State, as a single number, how many lines in the data below contain "this".
= = = = =
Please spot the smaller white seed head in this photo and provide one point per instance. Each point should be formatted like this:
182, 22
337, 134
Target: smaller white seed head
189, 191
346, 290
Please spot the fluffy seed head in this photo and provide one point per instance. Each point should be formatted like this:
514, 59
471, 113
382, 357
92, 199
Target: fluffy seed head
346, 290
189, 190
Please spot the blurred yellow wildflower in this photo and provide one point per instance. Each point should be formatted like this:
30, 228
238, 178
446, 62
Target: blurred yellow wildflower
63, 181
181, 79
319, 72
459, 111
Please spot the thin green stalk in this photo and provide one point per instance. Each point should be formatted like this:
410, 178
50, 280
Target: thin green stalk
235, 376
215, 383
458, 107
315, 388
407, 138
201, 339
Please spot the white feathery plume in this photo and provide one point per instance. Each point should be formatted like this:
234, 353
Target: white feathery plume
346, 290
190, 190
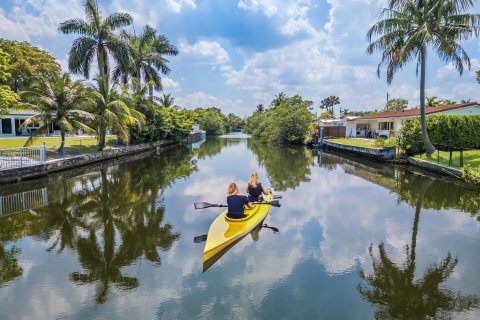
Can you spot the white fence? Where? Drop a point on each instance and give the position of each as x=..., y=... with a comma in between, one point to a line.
x=23, y=201
x=21, y=157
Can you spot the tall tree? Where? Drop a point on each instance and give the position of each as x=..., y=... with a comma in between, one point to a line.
x=112, y=112
x=396, y=105
x=7, y=97
x=278, y=99
x=167, y=100
x=148, y=60
x=329, y=102
x=97, y=39
x=407, y=28
x=61, y=102
x=25, y=64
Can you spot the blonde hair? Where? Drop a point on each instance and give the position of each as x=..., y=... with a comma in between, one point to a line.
x=233, y=189
x=253, y=181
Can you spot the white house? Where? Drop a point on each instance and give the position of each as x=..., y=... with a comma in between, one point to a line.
x=10, y=124
x=386, y=123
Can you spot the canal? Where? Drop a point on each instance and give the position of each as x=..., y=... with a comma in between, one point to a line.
x=357, y=240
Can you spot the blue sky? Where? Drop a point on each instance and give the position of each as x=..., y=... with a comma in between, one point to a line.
x=235, y=54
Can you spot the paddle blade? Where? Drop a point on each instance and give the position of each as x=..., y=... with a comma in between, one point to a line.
x=199, y=239
x=202, y=205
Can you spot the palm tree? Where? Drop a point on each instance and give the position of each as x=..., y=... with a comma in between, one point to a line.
x=277, y=100
x=147, y=53
x=431, y=102
x=58, y=101
x=167, y=100
x=97, y=38
x=408, y=27
x=112, y=112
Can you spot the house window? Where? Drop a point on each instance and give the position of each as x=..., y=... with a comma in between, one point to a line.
x=7, y=126
x=385, y=126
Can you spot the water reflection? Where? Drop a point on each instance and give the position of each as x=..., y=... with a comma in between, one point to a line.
x=392, y=287
x=111, y=218
x=287, y=166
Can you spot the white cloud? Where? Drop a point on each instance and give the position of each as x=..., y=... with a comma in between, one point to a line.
x=201, y=99
x=170, y=84
x=37, y=18
x=177, y=5
x=208, y=51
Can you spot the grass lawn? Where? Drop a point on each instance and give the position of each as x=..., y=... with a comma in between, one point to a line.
x=471, y=157
x=355, y=142
x=72, y=144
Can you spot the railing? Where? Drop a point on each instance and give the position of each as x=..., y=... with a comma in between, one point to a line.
x=21, y=157
x=23, y=201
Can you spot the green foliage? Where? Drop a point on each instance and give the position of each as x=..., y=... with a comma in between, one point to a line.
x=25, y=64
x=382, y=142
x=97, y=39
x=327, y=115
x=396, y=105
x=329, y=102
x=234, y=121
x=286, y=123
x=444, y=131
x=8, y=98
x=471, y=175
x=59, y=101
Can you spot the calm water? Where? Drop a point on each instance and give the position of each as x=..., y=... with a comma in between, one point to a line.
x=357, y=240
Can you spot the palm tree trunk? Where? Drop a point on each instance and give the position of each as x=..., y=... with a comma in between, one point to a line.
x=150, y=92
x=426, y=141
x=101, y=57
x=62, y=144
x=101, y=137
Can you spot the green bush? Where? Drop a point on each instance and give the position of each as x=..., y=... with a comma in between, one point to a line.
x=444, y=131
x=287, y=123
x=471, y=175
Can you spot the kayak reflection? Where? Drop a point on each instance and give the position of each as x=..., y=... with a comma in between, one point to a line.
x=255, y=234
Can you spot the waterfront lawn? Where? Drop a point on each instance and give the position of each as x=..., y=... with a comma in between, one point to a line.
x=471, y=157
x=364, y=143
x=72, y=144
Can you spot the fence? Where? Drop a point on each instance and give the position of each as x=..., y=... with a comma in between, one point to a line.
x=22, y=157
x=23, y=201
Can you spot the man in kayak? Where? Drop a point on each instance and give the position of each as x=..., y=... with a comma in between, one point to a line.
x=236, y=202
x=255, y=188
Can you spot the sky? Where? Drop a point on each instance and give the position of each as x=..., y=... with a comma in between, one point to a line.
x=236, y=54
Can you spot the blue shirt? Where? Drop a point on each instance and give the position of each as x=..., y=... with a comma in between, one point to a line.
x=235, y=206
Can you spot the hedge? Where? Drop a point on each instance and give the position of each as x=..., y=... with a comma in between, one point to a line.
x=446, y=132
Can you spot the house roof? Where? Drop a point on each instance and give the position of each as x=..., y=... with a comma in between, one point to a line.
x=415, y=112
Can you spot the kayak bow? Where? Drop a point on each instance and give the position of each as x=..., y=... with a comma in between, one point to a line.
x=224, y=232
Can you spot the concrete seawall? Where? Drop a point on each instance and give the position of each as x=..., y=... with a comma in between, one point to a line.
x=31, y=172
x=380, y=154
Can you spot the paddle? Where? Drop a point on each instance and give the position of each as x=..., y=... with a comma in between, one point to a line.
x=204, y=205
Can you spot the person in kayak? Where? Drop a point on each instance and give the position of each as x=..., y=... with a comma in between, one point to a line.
x=236, y=202
x=255, y=188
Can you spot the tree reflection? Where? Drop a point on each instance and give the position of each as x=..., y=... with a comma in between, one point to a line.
x=398, y=295
x=9, y=267
x=287, y=166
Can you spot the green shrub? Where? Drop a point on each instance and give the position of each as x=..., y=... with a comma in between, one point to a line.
x=287, y=123
x=471, y=175
x=445, y=132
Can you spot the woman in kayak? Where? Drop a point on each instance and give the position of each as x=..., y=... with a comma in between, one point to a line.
x=236, y=202
x=255, y=188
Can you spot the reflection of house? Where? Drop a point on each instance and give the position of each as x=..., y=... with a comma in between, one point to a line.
x=386, y=123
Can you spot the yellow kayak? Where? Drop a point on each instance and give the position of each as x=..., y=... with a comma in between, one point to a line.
x=225, y=232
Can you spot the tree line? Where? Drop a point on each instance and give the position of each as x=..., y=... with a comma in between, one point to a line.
x=120, y=97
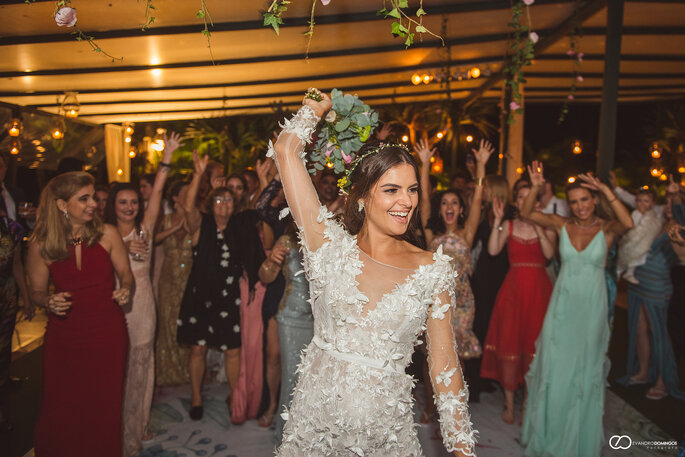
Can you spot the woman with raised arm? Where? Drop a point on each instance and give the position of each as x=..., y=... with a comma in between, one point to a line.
x=522, y=300
x=567, y=377
x=136, y=225
x=85, y=344
x=372, y=293
x=210, y=309
x=448, y=227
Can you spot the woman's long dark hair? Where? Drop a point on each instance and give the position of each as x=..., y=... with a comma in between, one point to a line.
x=110, y=212
x=366, y=175
x=435, y=222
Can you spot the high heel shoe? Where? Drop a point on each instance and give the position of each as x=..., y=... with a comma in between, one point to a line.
x=196, y=412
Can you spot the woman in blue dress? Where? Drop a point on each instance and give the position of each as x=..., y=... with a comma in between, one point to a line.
x=567, y=377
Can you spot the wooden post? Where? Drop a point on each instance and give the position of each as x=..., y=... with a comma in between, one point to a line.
x=607, y=117
x=515, y=144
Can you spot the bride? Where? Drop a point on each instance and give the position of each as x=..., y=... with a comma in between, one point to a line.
x=372, y=293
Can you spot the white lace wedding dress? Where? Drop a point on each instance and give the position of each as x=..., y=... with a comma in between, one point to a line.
x=353, y=396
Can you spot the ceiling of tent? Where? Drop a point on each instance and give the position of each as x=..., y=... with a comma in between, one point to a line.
x=167, y=71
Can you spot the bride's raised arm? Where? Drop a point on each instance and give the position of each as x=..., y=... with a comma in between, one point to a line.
x=302, y=198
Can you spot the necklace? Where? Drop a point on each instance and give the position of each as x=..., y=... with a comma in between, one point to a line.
x=575, y=221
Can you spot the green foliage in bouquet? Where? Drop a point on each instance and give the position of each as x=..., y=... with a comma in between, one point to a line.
x=343, y=132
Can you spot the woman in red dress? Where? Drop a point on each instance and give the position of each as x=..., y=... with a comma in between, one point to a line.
x=85, y=344
x=521, y=302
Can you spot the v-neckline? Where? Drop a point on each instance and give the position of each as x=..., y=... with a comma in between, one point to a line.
x=407, y=280
x=587, y=246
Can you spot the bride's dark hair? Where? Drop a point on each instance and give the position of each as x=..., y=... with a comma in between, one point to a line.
x=366, y=175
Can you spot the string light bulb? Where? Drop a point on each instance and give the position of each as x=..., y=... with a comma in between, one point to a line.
x=15, y=127
x=577, y=147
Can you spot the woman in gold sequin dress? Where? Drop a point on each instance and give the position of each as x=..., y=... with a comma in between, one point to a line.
x=172, y=359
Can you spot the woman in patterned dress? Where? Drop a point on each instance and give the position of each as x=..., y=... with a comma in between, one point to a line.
x=171, y=360
x=448, y=227
x=224, y=247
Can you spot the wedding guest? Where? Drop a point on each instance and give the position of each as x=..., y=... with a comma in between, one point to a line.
x=566, y=380
x=448, y=228
x=171, y=360
x=650, y=354
x=295, y=323
x=85, y=343
x=521, y=302
x=11, y=278
x=210, y=310
x=488, y=275
x=101, y=195
x=136, y=226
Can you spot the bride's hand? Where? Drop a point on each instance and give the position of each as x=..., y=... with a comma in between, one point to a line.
x=320, y=108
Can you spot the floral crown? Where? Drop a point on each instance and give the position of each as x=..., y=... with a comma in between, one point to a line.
x=344, y=183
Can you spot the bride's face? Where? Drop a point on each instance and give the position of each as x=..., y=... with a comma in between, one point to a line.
x=392, y=200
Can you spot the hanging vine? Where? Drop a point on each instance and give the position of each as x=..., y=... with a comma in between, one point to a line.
x=522, y=53
x=577, y=56
x=65, y=15
x=404, y=24
x=149, y=11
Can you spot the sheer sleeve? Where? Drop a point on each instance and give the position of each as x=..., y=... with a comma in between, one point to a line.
x=451, y=392
x=289, y=154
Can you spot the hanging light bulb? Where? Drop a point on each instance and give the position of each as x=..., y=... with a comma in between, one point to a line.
x=437, y=166
x=577, y=147
x=655, y=150
x=70, y=105
x=15, y=147
x=15, y=127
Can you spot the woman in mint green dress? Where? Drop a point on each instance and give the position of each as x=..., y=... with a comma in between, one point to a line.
x=566, y=380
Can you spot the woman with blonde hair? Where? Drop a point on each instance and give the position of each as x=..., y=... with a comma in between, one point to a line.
x=86, y=343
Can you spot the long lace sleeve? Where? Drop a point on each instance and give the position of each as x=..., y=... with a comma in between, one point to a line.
x=451, y=392
x=289, y=154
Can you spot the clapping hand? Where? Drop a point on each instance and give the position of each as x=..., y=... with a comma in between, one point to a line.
x=484, y=151
x=424, y=151
x=535, y=171
x=200, y=164
x=121, y=296
x=59, y=304
x=320, y=108
x=497, y=210
x=591, y=182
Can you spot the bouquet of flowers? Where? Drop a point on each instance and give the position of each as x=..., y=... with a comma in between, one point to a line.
x=348, y=125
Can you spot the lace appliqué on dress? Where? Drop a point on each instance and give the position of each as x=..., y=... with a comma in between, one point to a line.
x=455, y=421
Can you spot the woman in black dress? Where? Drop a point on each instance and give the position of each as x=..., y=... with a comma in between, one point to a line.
x=224, y=247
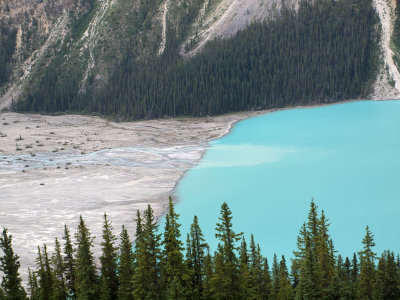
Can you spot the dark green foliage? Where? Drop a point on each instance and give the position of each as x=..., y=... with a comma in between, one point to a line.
x=86, y=278
x=159, y=271
x=323, y=53
x=285, y=291
x=226, y=277
x=146, y=278
x=9, y=266
x=396, y=27
x=387, y=284
x=7, y=47
x=108, y=260
x=367, y=267
x=33, y=286
x=174, y=273
x=59, y=289
x=195, y=258
x=125, y=267
x=45, y=274
x=69, y=264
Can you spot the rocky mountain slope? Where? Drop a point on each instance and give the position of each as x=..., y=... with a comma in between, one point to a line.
x=83, y=40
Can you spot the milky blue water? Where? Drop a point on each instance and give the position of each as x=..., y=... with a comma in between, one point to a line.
x=345, y=156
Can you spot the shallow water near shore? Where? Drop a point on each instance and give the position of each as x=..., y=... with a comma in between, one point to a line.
x=345, y=156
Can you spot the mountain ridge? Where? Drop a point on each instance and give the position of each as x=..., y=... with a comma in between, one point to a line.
x=105, y=28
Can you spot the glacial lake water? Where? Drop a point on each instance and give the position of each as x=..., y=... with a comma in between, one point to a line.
x=345, y=156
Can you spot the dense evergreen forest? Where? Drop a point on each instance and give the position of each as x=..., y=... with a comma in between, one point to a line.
x=325, y=52
x=160, y=266
x=7, y=47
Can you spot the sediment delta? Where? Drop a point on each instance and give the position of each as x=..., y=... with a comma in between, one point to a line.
x=55, y=168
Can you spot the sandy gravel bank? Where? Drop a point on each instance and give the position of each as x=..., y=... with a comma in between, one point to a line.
x=54, y=168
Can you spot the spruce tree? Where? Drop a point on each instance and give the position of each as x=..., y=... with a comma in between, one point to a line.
x=108, y=261
x=86, y=278
x=207, y=275
x=45, y=274
x=367, y=267
x=246, y=289
x=259, y=272
x=125, y=267
x=9, y=266
x=325, y=255
x=59, y=289
x=285, y=291
x=33, y=285
x=354, y=276
x=387, y=278
x=267, y=282
x=146, y=279
x=69, y=264
x=197, y=246
x=175, y=274
x=275, y=277
x=227, y=265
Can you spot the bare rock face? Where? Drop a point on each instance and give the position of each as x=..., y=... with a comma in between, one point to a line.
x=87, y=37
x=34, y=20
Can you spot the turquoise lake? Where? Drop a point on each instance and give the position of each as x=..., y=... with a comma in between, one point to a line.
x=345, y=156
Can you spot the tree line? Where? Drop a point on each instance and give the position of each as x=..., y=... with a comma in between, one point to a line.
x=324, y=52
x=159, y=265
x=7, y=48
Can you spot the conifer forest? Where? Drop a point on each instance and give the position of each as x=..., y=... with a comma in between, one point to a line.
x=166, y=265
x=324, y=52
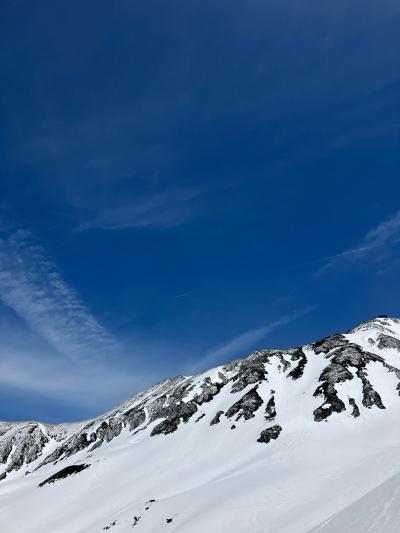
= = = = =
Response box: 5